#### Exercise objective
Please collect every line in the entries below that contains the word "white".

[Excerpts from annotation records]
###
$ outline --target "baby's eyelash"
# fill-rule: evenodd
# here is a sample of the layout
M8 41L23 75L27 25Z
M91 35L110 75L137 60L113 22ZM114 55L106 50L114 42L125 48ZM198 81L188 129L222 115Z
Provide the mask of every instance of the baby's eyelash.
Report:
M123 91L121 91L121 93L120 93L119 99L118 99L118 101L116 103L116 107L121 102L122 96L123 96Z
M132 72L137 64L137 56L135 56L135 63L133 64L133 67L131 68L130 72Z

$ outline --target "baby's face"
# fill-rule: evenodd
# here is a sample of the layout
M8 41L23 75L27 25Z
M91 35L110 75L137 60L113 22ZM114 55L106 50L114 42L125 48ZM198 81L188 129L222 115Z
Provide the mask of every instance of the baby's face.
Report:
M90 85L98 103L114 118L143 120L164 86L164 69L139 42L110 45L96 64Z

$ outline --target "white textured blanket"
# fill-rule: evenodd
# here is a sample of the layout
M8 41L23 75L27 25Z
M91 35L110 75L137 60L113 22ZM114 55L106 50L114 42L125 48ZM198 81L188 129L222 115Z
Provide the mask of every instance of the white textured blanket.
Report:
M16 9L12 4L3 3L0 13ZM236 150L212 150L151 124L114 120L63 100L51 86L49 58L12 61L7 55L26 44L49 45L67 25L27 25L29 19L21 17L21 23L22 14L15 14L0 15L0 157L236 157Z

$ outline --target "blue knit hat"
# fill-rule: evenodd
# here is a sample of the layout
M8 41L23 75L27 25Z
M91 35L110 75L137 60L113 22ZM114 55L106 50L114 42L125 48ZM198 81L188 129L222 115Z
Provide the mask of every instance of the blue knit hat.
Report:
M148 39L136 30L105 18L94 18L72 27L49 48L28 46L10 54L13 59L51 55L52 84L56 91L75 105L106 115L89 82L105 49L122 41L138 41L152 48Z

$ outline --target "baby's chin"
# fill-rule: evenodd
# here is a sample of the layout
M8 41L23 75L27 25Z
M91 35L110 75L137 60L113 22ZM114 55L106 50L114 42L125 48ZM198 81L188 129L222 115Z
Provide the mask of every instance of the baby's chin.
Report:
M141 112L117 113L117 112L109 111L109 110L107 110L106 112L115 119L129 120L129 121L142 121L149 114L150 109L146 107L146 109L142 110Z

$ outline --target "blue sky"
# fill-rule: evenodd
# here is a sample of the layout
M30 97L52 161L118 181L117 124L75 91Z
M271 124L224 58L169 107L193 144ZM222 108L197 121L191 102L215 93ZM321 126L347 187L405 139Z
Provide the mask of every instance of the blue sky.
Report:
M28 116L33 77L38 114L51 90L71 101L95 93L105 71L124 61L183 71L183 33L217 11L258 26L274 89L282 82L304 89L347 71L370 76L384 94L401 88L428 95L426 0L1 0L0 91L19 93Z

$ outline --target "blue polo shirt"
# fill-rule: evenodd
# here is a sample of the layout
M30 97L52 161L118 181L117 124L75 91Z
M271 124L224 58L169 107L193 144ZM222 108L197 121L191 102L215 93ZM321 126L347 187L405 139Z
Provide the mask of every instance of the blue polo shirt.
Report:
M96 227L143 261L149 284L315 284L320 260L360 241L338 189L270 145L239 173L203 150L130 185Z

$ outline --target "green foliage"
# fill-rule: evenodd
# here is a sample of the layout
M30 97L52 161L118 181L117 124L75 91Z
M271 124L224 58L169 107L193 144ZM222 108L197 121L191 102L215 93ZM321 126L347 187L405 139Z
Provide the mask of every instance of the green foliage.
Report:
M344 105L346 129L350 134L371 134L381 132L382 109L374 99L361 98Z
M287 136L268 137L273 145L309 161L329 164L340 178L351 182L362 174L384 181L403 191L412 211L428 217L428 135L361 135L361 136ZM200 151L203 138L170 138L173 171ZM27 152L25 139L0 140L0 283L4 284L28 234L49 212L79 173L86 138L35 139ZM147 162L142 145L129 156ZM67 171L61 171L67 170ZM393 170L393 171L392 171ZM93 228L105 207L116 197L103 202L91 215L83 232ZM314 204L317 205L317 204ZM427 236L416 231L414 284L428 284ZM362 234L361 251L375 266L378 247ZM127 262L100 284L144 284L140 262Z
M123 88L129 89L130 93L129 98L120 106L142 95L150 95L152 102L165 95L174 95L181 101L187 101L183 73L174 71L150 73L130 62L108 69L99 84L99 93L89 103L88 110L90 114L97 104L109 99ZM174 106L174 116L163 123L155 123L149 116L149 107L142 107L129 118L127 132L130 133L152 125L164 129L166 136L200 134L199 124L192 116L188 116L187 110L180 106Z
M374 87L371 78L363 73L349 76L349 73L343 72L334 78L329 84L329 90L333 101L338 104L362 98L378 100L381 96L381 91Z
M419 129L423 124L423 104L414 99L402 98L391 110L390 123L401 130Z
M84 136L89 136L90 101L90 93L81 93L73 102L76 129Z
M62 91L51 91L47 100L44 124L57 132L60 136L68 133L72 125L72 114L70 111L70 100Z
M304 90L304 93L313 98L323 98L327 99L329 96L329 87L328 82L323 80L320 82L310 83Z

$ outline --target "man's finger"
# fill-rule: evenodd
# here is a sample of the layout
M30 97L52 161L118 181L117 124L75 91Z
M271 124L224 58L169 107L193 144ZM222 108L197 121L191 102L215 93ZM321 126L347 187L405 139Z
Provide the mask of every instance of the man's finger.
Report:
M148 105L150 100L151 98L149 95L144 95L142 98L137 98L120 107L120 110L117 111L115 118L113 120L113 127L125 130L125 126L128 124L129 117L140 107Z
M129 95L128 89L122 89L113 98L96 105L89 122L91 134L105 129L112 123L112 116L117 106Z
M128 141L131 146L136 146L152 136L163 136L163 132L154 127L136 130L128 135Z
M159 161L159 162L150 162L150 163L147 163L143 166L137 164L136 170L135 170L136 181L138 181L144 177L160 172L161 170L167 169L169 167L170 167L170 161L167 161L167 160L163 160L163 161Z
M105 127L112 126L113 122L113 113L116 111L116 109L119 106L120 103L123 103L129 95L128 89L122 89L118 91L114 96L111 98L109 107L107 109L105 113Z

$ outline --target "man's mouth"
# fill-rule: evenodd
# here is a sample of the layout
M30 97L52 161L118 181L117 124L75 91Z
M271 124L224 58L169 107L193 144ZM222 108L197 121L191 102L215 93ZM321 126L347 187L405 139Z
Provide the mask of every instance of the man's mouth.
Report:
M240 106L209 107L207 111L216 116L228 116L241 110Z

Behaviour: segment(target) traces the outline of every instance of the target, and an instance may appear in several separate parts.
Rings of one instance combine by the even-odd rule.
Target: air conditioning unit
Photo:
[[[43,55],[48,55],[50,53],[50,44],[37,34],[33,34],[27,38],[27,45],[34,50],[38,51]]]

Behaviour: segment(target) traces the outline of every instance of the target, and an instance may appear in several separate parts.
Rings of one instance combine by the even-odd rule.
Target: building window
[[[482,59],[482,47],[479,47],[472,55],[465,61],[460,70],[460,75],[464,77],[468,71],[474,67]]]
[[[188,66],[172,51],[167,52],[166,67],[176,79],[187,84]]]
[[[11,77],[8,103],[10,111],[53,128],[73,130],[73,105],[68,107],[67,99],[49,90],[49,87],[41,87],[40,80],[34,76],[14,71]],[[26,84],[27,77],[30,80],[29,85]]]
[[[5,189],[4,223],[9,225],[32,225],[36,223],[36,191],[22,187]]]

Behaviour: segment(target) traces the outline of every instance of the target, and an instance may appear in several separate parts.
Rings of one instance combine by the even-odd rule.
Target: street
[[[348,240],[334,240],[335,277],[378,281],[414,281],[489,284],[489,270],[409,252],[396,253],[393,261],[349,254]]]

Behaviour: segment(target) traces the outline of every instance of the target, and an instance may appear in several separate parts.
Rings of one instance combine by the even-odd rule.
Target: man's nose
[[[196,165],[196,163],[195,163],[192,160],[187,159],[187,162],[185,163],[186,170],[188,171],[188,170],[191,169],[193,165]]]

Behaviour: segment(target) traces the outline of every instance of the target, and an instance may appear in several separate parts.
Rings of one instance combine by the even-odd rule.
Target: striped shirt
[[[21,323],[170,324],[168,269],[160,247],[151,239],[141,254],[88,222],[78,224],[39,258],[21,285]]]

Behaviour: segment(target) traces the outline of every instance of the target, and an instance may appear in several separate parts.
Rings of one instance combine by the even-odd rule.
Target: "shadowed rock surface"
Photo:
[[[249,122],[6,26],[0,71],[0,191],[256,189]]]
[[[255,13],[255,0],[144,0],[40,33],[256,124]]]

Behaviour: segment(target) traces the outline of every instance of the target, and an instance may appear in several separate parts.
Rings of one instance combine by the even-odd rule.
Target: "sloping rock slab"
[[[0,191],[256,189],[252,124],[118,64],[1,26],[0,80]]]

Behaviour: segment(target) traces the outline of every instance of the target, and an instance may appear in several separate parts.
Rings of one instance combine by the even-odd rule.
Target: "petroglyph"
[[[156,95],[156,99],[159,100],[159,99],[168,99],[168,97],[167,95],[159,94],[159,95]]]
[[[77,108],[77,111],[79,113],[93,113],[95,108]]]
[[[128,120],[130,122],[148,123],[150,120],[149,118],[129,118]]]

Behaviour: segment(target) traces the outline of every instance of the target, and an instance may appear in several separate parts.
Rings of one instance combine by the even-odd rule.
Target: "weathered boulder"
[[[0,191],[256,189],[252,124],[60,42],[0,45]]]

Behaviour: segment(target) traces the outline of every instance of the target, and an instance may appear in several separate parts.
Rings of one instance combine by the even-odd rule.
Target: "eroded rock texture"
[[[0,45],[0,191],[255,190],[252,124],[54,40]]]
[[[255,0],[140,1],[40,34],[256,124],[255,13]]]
###
#### Solution to the problem
$ outline --target "white textured blanket"
Provide the mask of every instance of the white textured blanket.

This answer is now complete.